**Task goal**. List every line of the records below that contains the word "landing".

**Records to use**.
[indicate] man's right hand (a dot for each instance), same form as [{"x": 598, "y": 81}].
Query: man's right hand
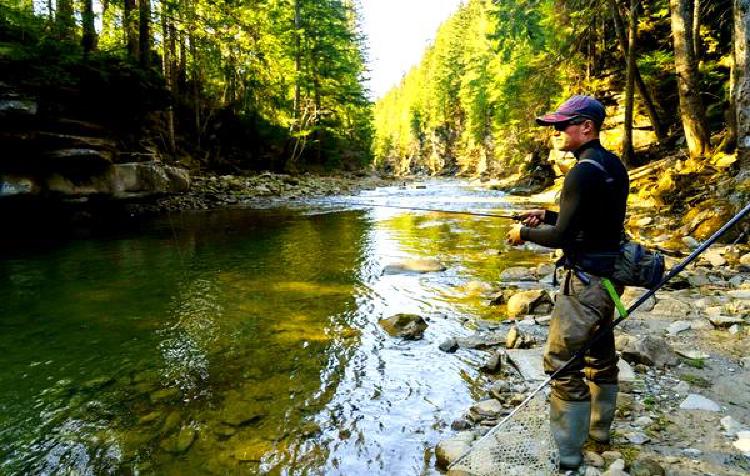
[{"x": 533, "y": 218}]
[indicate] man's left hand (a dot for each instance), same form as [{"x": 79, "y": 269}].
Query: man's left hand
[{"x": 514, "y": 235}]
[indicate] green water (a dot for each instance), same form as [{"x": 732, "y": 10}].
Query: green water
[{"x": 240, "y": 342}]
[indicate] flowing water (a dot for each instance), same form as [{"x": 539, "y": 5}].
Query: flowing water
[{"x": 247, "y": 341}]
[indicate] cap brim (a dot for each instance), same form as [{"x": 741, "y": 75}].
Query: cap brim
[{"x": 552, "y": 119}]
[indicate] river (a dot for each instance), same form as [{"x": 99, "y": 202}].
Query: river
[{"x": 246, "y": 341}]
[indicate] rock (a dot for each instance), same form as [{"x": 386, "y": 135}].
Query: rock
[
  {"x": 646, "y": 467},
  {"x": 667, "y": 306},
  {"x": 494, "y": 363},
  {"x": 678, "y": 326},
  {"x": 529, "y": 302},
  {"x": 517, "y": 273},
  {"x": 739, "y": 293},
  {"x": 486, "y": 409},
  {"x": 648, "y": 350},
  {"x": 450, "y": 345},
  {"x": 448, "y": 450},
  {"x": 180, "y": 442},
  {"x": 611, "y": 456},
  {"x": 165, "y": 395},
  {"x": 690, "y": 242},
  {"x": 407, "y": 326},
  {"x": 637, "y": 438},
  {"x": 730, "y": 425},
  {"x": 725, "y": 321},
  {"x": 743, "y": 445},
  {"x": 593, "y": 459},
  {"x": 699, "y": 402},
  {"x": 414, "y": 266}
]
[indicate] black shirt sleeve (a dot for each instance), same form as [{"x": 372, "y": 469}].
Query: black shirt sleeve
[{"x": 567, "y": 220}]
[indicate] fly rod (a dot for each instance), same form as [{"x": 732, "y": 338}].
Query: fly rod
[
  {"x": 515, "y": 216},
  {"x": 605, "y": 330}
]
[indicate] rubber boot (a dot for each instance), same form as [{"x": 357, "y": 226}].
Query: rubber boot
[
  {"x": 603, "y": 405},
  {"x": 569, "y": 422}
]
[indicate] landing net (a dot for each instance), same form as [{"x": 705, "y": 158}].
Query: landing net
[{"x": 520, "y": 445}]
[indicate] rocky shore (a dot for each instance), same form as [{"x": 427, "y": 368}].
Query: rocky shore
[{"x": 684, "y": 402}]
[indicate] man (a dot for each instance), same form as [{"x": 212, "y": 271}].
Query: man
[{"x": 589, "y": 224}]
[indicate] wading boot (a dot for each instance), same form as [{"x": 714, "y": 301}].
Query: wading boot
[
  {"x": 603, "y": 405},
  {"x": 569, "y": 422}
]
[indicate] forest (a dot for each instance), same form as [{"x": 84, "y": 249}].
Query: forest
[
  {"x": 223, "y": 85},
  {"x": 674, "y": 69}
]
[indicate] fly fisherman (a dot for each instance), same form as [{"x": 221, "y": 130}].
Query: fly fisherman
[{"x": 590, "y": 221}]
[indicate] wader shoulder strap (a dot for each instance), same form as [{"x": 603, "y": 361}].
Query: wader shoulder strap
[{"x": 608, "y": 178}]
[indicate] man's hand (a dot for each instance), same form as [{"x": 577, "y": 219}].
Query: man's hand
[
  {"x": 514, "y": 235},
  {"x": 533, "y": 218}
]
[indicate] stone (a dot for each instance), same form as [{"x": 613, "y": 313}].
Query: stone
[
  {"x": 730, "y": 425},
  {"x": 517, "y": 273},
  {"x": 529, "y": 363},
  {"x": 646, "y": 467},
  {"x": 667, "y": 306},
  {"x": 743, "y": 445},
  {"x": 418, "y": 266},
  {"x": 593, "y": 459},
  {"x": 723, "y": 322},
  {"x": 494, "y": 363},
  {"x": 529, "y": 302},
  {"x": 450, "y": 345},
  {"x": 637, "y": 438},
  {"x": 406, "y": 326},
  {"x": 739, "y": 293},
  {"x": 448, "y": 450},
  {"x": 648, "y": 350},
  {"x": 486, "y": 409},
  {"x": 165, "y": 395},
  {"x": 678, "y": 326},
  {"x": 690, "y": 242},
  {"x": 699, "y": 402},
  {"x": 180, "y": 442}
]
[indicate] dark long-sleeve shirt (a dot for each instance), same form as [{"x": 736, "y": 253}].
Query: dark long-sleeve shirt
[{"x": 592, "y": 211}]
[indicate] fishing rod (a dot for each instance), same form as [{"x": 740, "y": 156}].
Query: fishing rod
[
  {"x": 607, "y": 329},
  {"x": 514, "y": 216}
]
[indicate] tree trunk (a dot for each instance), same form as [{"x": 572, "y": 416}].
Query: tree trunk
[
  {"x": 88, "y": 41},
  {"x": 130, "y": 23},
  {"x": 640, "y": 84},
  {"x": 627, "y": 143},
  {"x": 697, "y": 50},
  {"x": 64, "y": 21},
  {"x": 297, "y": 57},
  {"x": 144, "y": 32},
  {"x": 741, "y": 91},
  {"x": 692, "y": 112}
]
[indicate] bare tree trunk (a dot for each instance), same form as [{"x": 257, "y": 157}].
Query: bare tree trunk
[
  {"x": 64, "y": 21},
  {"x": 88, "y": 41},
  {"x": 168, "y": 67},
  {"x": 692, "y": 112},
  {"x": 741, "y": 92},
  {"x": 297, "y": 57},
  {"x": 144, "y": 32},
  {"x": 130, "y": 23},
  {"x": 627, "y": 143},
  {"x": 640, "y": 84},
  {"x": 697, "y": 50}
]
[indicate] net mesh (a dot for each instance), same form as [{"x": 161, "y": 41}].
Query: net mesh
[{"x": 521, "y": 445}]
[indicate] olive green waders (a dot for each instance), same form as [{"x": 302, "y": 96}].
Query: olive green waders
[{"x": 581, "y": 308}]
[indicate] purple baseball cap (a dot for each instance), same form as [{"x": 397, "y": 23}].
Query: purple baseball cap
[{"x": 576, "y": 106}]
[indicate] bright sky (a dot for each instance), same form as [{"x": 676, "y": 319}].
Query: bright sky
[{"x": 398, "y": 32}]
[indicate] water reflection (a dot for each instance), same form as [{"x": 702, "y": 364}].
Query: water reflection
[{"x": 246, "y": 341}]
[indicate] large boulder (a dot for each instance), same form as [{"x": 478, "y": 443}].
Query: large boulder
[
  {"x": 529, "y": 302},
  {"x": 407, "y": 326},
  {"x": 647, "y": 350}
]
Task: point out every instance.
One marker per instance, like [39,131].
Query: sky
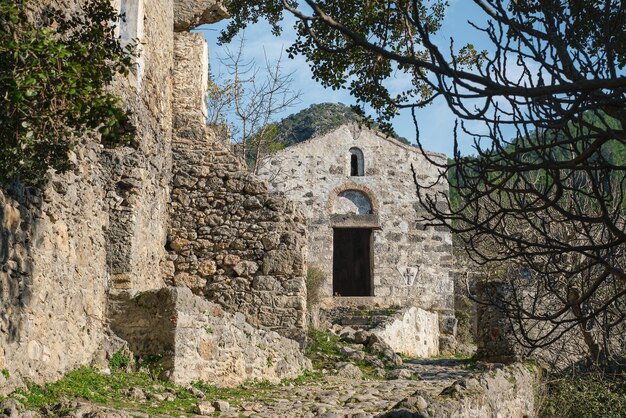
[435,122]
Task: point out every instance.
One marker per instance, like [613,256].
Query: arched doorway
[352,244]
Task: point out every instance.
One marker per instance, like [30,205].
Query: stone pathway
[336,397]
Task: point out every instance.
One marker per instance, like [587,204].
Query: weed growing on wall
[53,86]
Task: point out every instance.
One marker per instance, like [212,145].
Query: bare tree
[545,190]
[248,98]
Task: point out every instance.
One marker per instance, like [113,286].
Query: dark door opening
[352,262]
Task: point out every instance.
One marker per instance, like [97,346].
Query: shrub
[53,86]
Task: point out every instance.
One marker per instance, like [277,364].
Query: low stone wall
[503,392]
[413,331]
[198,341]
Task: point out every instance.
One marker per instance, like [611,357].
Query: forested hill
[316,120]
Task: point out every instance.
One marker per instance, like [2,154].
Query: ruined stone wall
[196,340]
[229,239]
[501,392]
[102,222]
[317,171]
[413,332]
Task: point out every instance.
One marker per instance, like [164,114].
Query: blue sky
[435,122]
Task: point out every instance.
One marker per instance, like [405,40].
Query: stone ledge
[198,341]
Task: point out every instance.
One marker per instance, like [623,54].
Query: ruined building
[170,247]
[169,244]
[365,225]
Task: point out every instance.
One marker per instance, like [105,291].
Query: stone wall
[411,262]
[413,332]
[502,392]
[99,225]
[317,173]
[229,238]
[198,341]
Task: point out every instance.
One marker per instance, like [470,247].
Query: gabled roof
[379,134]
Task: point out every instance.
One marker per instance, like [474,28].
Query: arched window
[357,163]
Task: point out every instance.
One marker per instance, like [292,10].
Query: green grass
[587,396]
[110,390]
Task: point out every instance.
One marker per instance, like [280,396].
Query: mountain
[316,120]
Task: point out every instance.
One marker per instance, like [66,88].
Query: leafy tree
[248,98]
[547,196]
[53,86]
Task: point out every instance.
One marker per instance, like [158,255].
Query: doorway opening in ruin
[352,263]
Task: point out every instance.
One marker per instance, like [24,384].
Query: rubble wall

**The response**.
[indicate] landing net (a dot for each instance), same form as [{"x": 705, "y": 158}].
Query: landing net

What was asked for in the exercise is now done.